# ÉNONCÉ RÉDIGÉ 1:
Indiquez combien de lignes du listing contiennent le mot « white ». Donnez seulement ce nombre.

----------

Au même moment à Saïda au Liban, un autre incident opposait chiites et sunnites dans un contexte totalement différent. Un imam salafiste radical s'en prenait à l'armée libanaise –dont la troupe, majoritairement chiite, est soupçonnée d'être pro-Hezbollah. De violents accrochages avaient déjà eu lieu entre les partisans de l'imam et le Hezbollah. Dans une interview donnée au Monde par Fadel Shaker, ex-chanteur populaire libanais devenu grand guerrier salafiste, on retrouve la même rhétorique guerrière et religieuse que celle des oulémas égyptiens. Fadel Shaker qui s'est battu aux côtés de la rébellion syrienne et du cheikh Ahmed Al-Assir, l'imam radical de Saïda, raconte:

«Les chiites sont pires que les juifs. Les juifs, eux, ont au moins un livre [sacré]. Mais les chiites, on ne sait pas quelle est leur religion. En Syrie, ils tuent nos frères sunnites et détruisent nos mosquées. Ils sont prêts à tuer [les sunnites] jusqu'au Golfe. Ce sont des infidèles, ce ne sont pas des musulmans, ce n'est pas vrai que le Coran est leur livre. Ce sont des menteurs. Ils disent une chose et en font une autre.»

La rivalité entre chiites et sunnites n'est pas nouvelle, elle date des premiers temps de l'islam de la grande discorde après la mort du Prophète, «la fitna». Mais ces deux incidents l'un en Egypte, l'autre au Liban, ont pour point commun le conflit syrien. Ce qui était au départ une rébellion de citoyens syriens contre l'oppression de Bachar el-Assad prend une tournure confessionnelle, déborde en guerre de religion régionale et ravive les tensions millénaires entre chiites et sunnites.

----------

# ÉNONCÉ RÉDIGÉ 2:
Transcrivez à l'identique le passage de l'article sur les tensions entre chiites et sunnites, de « La rivalité entre » à « chiites et sunnites. ».

# DONNÉES DE L'EXERCICE:
----------

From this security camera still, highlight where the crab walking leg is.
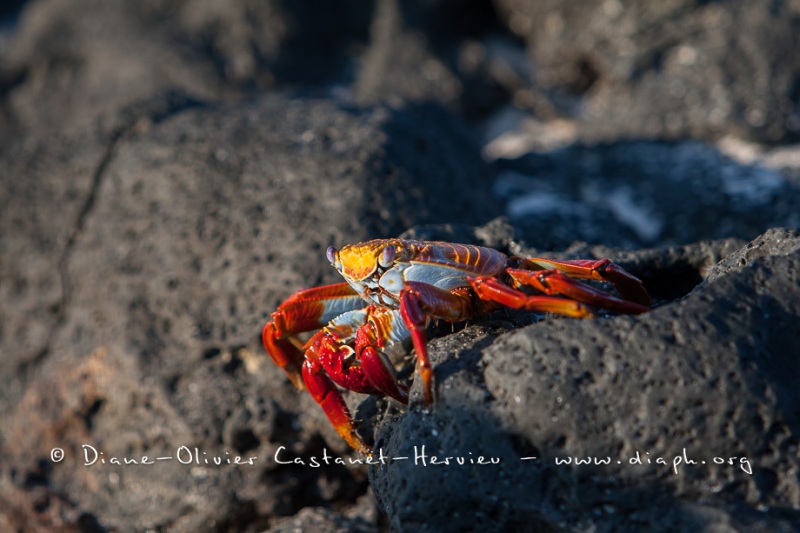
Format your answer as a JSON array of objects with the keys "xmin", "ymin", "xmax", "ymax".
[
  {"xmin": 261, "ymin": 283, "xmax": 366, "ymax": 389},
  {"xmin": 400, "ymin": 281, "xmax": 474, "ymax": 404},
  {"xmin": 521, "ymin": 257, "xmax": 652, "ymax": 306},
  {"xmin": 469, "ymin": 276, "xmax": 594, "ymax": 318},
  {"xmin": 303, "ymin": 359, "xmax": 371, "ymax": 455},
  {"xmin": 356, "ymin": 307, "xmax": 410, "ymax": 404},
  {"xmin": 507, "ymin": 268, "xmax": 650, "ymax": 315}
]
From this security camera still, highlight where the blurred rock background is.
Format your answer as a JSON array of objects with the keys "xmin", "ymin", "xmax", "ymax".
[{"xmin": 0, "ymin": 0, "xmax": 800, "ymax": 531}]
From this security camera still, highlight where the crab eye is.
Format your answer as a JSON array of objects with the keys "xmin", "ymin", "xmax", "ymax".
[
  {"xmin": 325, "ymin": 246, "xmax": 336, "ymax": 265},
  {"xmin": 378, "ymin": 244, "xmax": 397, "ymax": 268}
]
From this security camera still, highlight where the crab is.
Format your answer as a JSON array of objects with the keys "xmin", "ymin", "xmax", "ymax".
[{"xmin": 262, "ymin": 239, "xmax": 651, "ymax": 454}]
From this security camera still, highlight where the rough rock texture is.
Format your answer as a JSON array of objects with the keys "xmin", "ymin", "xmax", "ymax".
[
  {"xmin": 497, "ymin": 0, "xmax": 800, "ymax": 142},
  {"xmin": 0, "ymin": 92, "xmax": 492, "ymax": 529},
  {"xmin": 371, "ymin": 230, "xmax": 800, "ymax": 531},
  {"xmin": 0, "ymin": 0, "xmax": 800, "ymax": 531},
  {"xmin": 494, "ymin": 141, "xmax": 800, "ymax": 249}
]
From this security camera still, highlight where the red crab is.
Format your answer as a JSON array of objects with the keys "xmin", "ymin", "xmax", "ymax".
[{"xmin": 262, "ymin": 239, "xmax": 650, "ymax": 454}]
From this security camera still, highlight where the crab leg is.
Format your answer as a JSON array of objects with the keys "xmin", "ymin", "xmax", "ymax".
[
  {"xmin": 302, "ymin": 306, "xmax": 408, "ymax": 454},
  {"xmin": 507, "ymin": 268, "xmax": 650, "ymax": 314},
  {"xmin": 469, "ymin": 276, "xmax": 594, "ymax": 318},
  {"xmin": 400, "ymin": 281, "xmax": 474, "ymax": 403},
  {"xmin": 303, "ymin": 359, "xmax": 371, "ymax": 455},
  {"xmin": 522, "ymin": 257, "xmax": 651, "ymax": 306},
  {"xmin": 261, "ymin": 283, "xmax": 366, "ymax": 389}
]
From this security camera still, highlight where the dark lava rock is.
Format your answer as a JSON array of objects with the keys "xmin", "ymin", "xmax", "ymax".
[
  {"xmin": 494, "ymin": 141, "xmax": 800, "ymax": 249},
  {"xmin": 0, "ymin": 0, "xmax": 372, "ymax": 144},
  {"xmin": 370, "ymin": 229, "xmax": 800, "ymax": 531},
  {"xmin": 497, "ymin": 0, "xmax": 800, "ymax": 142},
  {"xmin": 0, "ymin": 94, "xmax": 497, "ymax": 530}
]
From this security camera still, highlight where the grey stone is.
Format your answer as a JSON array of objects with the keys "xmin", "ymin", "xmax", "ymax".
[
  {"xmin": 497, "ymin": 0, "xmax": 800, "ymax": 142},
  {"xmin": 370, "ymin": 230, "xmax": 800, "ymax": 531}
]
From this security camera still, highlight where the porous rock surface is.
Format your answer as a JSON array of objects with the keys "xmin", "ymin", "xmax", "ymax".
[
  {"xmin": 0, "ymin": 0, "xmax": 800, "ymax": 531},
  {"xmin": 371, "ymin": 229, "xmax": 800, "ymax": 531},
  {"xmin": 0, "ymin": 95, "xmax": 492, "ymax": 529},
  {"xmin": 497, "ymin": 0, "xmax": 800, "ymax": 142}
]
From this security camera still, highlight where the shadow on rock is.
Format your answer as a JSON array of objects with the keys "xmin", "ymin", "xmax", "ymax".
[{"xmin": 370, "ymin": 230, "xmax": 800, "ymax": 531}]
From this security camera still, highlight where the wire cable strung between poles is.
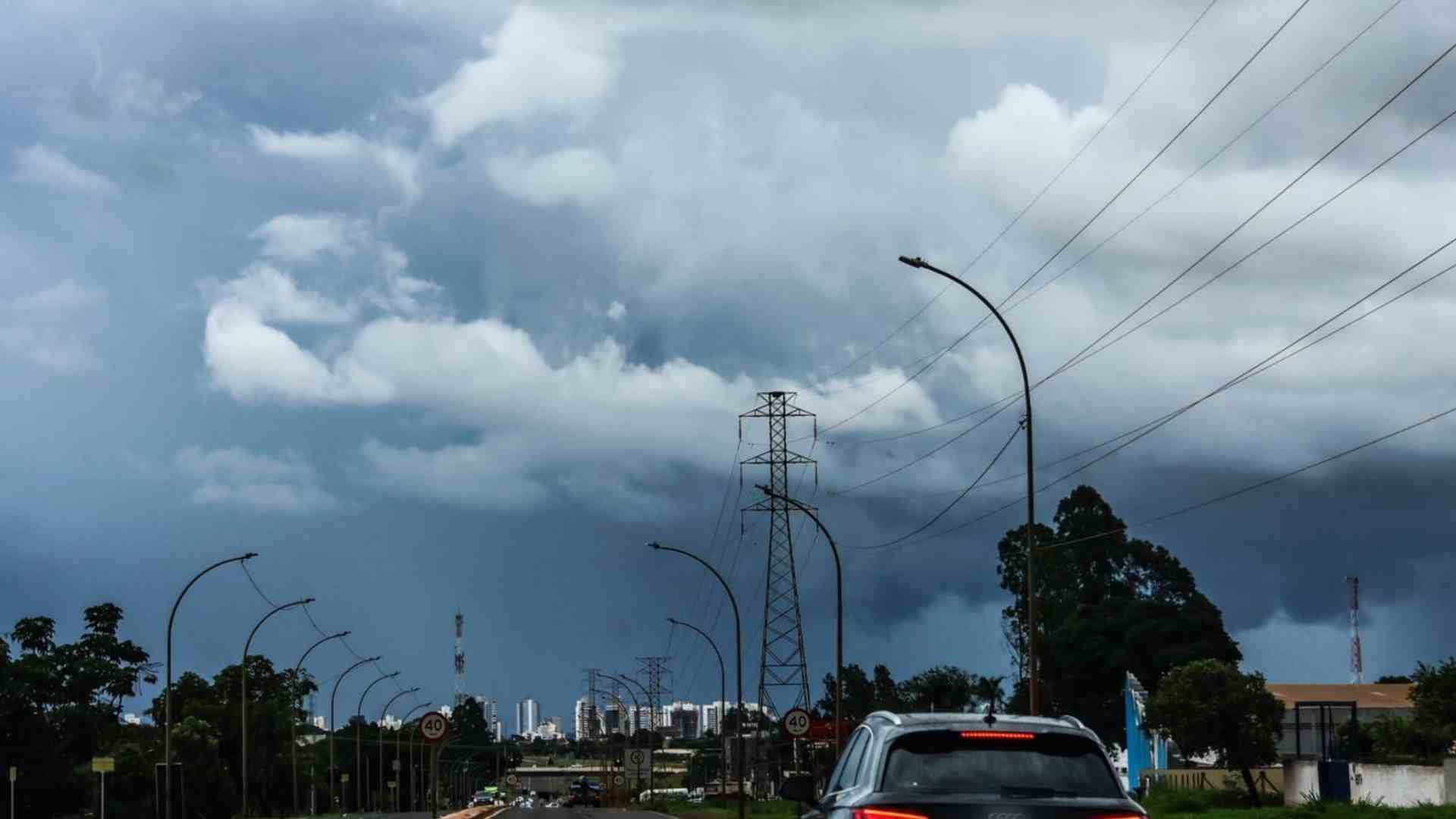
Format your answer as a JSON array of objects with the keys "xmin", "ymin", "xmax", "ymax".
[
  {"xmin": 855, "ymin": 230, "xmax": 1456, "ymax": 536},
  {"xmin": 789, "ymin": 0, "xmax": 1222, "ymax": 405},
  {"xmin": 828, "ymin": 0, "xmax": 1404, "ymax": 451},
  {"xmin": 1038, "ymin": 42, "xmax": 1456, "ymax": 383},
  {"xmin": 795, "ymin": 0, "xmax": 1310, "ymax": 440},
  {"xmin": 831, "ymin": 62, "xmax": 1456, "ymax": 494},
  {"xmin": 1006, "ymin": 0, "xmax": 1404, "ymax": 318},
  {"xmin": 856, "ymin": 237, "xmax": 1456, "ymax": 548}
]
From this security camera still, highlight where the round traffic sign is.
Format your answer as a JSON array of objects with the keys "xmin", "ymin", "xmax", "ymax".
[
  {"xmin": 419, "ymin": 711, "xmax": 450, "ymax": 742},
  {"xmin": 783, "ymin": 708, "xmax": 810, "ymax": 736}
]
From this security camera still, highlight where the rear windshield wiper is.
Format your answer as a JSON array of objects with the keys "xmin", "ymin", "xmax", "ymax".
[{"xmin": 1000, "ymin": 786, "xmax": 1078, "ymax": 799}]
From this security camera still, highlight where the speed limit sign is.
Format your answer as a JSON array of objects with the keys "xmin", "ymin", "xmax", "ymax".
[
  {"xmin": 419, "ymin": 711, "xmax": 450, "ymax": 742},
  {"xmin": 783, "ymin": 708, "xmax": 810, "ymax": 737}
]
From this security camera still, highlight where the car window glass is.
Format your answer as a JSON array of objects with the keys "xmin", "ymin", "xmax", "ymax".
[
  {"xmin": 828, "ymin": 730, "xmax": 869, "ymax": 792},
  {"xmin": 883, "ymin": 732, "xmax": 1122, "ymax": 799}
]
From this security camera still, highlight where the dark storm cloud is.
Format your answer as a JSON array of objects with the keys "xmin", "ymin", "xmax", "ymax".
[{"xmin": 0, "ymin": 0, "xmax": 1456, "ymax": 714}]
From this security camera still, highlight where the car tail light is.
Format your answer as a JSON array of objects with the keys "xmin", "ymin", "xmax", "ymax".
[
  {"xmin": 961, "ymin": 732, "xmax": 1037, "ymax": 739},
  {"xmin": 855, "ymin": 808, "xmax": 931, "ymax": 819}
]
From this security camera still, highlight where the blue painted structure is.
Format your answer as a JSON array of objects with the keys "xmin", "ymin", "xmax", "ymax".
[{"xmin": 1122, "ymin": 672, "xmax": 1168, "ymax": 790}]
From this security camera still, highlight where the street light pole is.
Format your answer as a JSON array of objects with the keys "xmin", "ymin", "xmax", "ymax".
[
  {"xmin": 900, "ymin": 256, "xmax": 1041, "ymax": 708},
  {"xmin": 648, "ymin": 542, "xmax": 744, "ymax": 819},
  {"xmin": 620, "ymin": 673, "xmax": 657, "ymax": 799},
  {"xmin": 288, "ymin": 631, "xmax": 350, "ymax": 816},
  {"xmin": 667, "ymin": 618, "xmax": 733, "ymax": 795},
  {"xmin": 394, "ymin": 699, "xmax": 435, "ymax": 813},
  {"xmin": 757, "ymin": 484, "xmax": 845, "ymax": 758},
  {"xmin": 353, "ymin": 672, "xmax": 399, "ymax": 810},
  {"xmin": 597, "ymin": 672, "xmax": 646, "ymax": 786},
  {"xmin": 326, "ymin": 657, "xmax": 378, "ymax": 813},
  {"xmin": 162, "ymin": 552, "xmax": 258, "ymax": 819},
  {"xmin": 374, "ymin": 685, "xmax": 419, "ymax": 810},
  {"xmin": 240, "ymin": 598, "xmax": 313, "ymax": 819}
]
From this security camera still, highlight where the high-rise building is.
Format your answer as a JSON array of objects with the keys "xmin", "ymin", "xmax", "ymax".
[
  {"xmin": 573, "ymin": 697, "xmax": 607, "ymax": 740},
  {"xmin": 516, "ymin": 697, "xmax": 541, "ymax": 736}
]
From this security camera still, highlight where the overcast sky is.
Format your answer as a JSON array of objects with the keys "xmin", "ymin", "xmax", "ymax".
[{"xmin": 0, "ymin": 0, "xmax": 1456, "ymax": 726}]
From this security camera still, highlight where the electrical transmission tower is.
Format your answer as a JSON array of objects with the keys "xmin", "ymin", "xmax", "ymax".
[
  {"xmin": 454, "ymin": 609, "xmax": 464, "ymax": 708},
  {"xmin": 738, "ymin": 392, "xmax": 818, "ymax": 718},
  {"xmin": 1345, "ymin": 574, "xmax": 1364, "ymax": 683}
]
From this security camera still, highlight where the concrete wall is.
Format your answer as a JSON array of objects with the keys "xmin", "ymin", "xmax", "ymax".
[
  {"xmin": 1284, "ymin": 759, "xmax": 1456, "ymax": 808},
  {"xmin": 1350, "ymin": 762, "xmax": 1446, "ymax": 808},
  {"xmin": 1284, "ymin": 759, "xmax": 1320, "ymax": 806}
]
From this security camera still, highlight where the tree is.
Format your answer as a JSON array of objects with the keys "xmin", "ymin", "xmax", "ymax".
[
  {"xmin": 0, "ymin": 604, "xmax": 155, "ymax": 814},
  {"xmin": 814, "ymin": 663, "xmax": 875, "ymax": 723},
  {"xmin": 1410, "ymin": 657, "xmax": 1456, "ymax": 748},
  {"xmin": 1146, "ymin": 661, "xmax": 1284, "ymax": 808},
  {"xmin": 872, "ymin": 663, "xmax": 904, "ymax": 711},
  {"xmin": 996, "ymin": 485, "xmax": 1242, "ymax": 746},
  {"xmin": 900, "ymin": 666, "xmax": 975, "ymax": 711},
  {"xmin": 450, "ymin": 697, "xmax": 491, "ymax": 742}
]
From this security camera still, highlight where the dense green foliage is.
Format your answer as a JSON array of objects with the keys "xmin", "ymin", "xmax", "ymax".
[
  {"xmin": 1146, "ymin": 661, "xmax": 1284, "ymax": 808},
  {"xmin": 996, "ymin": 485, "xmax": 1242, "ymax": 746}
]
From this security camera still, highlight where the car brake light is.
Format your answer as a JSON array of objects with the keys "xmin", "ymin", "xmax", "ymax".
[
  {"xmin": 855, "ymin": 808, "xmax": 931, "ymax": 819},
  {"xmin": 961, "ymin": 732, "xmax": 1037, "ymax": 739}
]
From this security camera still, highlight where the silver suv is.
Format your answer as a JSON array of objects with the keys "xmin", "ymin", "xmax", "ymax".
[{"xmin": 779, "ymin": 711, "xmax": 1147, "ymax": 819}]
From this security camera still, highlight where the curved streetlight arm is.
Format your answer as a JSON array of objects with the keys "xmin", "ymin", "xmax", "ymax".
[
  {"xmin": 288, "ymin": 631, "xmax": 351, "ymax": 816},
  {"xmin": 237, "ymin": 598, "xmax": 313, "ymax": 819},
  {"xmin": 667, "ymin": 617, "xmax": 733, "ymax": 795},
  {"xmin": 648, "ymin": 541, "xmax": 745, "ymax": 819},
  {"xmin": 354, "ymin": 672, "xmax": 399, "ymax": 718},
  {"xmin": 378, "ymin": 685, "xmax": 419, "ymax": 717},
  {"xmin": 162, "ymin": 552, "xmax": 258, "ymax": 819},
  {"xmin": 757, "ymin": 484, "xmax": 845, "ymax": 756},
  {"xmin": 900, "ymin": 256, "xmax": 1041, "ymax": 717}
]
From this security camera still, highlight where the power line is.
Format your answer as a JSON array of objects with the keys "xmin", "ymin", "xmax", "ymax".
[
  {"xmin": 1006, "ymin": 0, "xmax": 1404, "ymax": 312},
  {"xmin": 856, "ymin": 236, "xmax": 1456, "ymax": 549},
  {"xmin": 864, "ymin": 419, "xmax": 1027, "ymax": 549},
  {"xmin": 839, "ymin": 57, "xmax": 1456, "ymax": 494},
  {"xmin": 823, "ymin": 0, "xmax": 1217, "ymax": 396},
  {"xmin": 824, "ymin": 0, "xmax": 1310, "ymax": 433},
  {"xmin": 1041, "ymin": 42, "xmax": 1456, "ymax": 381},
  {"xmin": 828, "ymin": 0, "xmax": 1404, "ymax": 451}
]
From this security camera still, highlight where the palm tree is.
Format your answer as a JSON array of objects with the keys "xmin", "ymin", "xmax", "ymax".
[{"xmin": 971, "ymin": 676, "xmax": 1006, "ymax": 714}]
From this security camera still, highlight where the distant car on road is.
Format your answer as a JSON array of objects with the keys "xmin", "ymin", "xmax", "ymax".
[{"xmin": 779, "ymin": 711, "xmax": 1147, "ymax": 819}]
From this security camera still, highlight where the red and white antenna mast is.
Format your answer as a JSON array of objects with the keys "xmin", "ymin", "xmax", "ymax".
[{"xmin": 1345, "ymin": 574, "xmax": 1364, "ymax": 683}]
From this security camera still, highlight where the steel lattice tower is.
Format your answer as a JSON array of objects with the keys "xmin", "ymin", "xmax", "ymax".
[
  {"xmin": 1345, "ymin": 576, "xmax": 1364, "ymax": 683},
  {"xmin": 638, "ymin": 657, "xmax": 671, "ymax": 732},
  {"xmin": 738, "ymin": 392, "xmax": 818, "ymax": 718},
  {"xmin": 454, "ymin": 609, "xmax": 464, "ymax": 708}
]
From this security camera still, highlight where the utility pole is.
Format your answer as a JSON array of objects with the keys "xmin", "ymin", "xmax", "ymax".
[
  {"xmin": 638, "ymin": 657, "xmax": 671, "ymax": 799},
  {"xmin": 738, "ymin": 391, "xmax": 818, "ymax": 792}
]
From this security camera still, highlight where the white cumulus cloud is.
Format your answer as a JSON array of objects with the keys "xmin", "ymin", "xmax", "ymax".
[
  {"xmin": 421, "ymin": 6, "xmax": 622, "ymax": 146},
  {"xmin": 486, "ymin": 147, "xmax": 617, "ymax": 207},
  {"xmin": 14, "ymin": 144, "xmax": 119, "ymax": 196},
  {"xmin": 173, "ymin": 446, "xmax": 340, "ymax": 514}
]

----------

# RÉPONSE COMPLÈTE 1:
2

# RÉPONSE COMPLÈTE 2:
La rivalité entre chiites et sunnites n'est pas nouvelle, elle date des premiers temps de l'islam de la grande discorde après la mort du Prophète, «la fitna». Mais ces deux incidents l'un en Egypte, l'autre au Liban, ont pour point commun le conflit syrien. Ce qui était au départ une rébellion de citoyens syriens contre l'oppression de Bachar el-Assad prend une tournure confessionnelle, déborde en guerre de religion régionale et ravive les tensions millénaires entre chiites et sunnites.